*ESTRATTO DEL DOCUMENTO*.
Vita agra dei cinquantenni tra disoccupazione ed espulsione dal ciclo produttivo

 

Chi oggi ha una età compresa tra i 70 e i 90 anni molto probabilmente è andato in pensione prima dei 60 anni di età o sicuramente prima dei 65. La sua pensione , calcolata con il sistema retributivo , consente a questa generazione di vivere con grande dignità e di aiutare figli e nipoti.

Non è casuale che i detrattori dei gloriosi 30 anni si siano presi una rivincita nei pietosi 30 anni successivi (quelli che partono dalla crisi petrolifera degli anni settanta), gli anni nei quali si sono susseguiti attacchi al welfare, al reddito da lavoro dipendente, alle conquiste del movimento operaio con restringimento delle libertà collettive ed individuali. Gli anni pietosi sono quelli del trionfo del capitale sul lavoro e della debacle del movimento operaio e sindacale.

Se guardiamo agli effetti dell’euro la situazione diventa ancora piu’ chiara, evidente è l’effetto trascinamento del cambio lira-euro (anno 2002) tasso di cambio fissato a 1.936,27 lire ad euro (invece di un tasso più equo, per esempio 1.300 lire max per 1 euro), effetto con ripercussioni negative sulle famiglie italiane che hanno perso mediamente 1.100 euro all’anno solo nell’ultimo decennio.

*INFORMAZIONI MOSTRATE*.
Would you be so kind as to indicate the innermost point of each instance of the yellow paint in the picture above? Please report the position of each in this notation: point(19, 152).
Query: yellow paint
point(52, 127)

*COMPITO DA SVOLGERE*. Prosegui l'articolo sulla vita agra dei cinquantenni dal punto in cui si interrompe. L'elenco non ha alcun ruolo in questo lavoro.

*RISULTATO*.
La perdita di potere di acquisto ha determinato anche la riduzione dei consumi, basti ricordare che nel 2013 l’Italia era considerato, dopo la Grecia e il Portogallo il paese in maggiore difficoltà.

Perdita di potere di contrattazione sindacale, perdita di potere di acquisto dei salari, calcolo delle pensioni secondo il sistema retributivo che penalizzerà soprattutto le generazioni che oggi hanno età inferiore ai 50 anni, smantellamento del welfare, costi aggiuntivi per sanità e istruzione hanno colpito non solo la classe operaia ma il ceto medio, l’anomalia italiana si è persa per strada, ceto medio colpito anche dal blocco dei contratti pubblici e per il quale far studiare i figli all’università sta diventando un costo insostenibile .

La crisi ha colpito tutti\e, ma in particolare chi oggi ha tra i 35 e 50 anni consapevole di avere domani una bassa pensione (che sarà ancora piu’ misera per le generazioni successive) , di lavorare molto piu’ dei loro padri (come minimo 7\8 anni in piu’ fino alla soglia dei 70 anni di età) e soprattutto augurarsi di non essere espulso prima dal mercato del lavoro, di conservarsi in buona salute per scongiurare demansionamenti e licenziamenti.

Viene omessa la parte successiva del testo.